Begin Provided entries

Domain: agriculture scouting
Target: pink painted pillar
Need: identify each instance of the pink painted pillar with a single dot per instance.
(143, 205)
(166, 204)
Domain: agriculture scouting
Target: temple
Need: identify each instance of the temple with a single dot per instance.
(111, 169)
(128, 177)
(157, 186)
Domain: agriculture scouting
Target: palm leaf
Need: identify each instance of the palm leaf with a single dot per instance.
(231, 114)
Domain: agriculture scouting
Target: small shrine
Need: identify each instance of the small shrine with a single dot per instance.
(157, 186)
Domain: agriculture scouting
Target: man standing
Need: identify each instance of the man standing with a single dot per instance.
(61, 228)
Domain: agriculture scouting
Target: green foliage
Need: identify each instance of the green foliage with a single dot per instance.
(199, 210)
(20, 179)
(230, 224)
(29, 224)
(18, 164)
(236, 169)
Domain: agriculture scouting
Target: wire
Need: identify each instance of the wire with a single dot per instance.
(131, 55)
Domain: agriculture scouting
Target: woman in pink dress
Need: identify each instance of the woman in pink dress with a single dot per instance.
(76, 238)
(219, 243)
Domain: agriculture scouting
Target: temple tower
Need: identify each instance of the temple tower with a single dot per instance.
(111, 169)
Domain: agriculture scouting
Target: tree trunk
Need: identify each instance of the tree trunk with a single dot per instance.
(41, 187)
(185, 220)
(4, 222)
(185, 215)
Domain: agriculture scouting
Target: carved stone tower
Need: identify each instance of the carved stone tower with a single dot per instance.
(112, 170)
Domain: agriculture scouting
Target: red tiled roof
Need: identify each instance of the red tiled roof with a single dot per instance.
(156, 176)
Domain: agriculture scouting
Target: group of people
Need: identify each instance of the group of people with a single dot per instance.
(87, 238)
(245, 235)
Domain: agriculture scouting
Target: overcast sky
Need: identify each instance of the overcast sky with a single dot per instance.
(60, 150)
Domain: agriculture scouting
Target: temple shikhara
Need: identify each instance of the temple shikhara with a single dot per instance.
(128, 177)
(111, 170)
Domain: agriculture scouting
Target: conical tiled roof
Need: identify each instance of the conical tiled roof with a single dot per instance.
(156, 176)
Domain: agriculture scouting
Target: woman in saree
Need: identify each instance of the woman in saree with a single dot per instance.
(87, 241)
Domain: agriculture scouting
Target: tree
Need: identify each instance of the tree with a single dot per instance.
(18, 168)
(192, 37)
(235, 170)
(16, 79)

End Provided entries

**Problem to solve**. Count the lines in the entries above that contain the word "temple". Reply with the number alone.

**Full solution**. 6